_DATA RECORDS_:

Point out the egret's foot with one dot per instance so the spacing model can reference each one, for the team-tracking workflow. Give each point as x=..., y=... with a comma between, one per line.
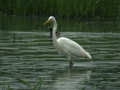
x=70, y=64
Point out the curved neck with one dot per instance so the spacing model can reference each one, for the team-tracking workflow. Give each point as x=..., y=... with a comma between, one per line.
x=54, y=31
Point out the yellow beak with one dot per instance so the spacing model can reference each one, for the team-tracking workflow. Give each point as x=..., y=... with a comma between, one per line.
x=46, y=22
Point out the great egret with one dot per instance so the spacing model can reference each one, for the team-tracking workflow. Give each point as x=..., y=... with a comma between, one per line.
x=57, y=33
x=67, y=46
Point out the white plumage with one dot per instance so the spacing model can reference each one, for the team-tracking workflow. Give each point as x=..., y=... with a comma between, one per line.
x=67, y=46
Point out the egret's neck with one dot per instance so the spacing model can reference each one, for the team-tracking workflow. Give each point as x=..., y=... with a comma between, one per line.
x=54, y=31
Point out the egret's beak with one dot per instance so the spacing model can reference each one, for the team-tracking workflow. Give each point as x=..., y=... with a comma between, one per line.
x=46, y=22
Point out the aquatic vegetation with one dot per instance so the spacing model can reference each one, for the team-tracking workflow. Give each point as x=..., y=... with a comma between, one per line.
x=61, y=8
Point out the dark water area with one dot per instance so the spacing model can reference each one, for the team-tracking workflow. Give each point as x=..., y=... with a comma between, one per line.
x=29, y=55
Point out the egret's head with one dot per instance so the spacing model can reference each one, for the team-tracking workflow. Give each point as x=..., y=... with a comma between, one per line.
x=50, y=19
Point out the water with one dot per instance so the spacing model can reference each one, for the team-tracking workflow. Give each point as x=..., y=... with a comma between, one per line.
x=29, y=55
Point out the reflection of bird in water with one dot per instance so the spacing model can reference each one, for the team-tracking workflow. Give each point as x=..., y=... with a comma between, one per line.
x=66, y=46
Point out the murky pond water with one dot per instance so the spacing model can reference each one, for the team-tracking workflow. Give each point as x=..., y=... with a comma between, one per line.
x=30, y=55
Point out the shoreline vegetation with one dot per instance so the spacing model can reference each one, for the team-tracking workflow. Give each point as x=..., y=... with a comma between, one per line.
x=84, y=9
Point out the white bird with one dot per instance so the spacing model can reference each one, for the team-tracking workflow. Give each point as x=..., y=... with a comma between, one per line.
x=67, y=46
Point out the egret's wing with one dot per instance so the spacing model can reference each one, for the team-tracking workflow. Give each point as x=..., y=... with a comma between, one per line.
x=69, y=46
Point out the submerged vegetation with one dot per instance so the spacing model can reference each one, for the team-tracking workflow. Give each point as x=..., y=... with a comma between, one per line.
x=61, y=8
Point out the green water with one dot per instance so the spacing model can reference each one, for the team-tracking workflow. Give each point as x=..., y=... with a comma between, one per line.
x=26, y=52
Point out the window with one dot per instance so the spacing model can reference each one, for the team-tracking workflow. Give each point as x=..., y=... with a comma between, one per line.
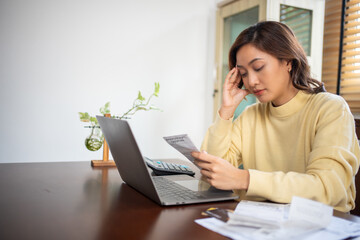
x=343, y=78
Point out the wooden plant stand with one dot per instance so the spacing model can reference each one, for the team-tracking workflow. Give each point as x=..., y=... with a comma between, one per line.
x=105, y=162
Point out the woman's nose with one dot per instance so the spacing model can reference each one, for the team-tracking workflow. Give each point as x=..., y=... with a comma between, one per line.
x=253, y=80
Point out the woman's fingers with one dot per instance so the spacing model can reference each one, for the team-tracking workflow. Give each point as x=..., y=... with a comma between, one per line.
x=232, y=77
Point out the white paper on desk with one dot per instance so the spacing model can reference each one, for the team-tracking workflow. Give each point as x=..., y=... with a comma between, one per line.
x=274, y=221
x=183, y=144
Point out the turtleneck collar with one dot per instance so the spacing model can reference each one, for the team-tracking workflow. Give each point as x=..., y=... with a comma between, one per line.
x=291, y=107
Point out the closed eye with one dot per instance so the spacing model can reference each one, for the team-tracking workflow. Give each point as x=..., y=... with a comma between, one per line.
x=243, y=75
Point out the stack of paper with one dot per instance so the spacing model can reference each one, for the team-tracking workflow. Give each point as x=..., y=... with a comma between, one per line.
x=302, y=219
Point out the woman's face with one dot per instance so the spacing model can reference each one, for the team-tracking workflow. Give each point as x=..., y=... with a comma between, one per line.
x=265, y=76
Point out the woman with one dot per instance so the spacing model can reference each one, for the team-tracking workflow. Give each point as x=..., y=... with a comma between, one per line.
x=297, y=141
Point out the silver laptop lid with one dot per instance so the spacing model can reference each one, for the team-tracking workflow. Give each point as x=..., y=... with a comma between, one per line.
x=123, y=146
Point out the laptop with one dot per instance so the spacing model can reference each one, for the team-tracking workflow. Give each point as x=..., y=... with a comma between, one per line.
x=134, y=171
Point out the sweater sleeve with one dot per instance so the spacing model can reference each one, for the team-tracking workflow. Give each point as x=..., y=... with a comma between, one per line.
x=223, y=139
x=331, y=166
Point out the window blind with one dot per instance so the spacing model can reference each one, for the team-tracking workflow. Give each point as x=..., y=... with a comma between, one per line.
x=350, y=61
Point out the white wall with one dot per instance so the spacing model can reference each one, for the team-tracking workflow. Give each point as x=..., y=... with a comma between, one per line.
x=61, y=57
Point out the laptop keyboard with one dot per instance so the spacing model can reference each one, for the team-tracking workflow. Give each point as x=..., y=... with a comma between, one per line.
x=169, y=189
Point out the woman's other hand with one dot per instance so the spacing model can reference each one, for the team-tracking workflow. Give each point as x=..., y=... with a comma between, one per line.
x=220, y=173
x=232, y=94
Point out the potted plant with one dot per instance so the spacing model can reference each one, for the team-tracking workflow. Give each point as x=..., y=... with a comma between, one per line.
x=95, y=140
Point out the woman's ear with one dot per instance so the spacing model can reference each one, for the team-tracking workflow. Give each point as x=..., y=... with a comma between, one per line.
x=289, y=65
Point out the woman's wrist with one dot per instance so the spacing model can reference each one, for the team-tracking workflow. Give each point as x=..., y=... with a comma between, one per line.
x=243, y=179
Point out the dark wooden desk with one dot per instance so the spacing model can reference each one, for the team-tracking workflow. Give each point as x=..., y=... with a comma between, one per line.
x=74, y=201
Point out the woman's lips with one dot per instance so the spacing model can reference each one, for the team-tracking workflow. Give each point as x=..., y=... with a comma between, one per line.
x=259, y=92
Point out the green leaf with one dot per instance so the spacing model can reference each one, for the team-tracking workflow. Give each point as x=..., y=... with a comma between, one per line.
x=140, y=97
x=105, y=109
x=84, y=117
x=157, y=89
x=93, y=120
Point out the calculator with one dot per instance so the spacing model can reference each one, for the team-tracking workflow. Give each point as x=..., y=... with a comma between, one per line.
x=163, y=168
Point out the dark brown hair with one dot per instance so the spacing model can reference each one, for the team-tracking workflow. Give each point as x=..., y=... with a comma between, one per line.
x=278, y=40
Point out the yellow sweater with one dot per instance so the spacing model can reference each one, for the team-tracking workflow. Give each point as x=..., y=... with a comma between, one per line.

_EXERCISE TASK_: Copy the items word for word, starting at the line that contains "Point out the green leaf" and continuing through the last line of the items.

_THE RESPONSE_:
Point out the green leaf with one dot per instance so the spacing model can reference each one, for the team-tracking workflow. Give each point as x=..., y=... with a comma between, one per line.
x=140, y=97
x=105, y=109
x=84, y=117
x=157, y=89
x=93, y=120
Point out the calculator with one dot per instance so the spacing model can reference each one, for the team-tracking workflow. Give each point as x=..., y=... with a comma between, one per line.
x=163, y=168
Point out the dark brown hair with one dot per instance so the spacing model can reference each one, for the team-tracking workflow. Give each point as x=..., y=... with a comma between, one per line.
x=278, y=40
Point out the yellow sweater with one dot per instance so the spacing model can reference each one, for the team-tracking workflow. Give each point as x=..., y=... with a comma between, one per line.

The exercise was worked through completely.